▸ **Ejercicio propuesto 1**: Reproduzca sin cambios las líneas de las entradas que van desde la que contiene "If you could indicate the cab door" hasta el final de las entradas, ambos extremos incluidos.

▸ **Texto presentado**:
Detrás del enorme volumen de novedades que proponen a diario las redes sociales, hasta casi usurpar lo que se percibe como la totalidad programática de internet, no se esconde un deseo de dominación tecnocientífica al estilo Skynet ni una feroz batalla de marketing entre plataformas detrás de la seducción definitiva de todos los usuarios conectados a la red. Pero lo que sin dudas permanece en un lejano segundo plano, escondido entre presuntas obviedades y un crudo desinterés por interrogar la realidad ‒algo que el astrofísico Stephen Hawking sintetizó bien al decir que “la filosofía ha muerto” porque ahora son los científicos “quienes llevan la antorcha del descubrimiento en nuestra búsqueda por conocimiento”‒, es la pregunta acerca del sentido profundo de la expansión tecnológica. ¿No es esa una pregunta pertinente? Y si lo es, ¿por qué el mercado y la ciencia parecen más entusiasmados por la velocidad y la expansión casi instantánea de las posibilidades tecnológicas antes que por cuestionar sus motivos?
La tecnología es una actitud hacia la realidad, y en última instancia es el modo en que la realidad se nos revela en la actualidad.

▸ **Ejercicio propuesto 2**:
Responda brevemente, a partir del texto sobre la tecnología:
(a) ¿Qué afirmó Stephen Hawking que ha muerto?
(b) ¿Qué pregunta permanece en un lejano segundo plano?
(c) ¿Qué es la tecnología según el último párrafo?

▸ **Extracto de datos**:
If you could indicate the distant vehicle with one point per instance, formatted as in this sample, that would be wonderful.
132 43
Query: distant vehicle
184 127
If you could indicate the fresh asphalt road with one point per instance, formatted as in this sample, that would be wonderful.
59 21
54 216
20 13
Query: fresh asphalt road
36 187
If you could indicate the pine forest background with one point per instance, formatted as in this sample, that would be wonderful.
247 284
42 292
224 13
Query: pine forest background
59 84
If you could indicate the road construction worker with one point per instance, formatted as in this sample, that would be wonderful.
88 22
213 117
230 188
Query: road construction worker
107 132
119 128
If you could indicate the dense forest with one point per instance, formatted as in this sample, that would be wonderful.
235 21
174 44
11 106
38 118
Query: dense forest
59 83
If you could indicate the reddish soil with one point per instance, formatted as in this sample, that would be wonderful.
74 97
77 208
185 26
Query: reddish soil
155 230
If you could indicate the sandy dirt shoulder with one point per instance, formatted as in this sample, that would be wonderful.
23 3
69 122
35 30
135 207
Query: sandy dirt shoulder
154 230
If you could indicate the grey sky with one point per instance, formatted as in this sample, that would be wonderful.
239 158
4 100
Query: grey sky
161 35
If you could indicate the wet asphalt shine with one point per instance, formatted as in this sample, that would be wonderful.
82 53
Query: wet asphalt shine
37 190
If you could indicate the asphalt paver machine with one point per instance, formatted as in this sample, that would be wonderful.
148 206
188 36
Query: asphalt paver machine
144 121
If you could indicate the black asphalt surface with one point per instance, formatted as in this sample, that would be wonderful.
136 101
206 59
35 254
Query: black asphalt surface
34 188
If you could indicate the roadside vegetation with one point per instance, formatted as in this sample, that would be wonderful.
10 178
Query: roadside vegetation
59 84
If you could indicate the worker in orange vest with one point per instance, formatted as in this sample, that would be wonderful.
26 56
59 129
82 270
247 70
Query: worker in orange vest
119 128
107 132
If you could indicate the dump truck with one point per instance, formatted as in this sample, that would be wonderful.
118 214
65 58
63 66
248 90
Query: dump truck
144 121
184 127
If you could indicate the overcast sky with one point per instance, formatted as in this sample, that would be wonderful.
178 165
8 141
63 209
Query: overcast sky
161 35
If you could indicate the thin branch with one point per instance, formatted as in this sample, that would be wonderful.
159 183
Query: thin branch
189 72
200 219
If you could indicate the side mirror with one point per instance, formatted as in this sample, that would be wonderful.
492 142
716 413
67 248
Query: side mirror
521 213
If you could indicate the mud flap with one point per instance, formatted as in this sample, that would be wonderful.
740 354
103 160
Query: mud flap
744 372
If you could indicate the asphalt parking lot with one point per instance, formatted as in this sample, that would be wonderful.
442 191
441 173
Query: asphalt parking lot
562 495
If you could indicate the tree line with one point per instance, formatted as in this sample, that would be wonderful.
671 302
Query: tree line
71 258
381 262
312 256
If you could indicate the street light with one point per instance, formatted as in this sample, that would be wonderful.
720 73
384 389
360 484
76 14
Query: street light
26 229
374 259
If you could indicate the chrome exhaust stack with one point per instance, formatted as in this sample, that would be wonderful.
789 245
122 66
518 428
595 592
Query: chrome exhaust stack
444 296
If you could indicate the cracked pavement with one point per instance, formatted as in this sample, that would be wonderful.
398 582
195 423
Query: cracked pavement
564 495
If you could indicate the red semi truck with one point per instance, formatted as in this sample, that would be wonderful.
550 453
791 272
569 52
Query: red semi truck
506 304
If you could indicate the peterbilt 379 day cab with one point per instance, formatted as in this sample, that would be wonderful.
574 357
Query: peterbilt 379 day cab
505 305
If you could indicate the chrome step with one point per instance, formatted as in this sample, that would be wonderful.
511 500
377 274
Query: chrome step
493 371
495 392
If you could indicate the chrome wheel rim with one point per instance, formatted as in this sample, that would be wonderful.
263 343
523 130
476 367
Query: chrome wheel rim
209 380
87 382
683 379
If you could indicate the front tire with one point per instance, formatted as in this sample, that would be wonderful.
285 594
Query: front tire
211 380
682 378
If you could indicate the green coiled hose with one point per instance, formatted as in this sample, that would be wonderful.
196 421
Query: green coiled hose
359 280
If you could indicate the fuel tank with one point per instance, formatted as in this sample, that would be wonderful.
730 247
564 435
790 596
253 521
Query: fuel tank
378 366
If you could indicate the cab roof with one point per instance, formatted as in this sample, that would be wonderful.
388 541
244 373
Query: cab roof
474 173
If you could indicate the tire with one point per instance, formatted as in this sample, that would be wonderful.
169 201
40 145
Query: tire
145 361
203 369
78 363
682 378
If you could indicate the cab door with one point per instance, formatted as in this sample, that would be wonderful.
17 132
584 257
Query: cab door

▸ **Resultado del ejercicio 1**:
If you could indicate the cab door with one point per instance, formatted as in this sample, that would be wonderful.
17 132
584 257
Query: cab door

▸ **Resultado del ejercicio 2**:
(a) La filosofía.
(b) La pregunta acerca del sentido profundo de la expansión tecnológica.
(c) Una actitud hacia la realidad y, en última instancia, el modo en que la realidad se nos revela en la actualidad.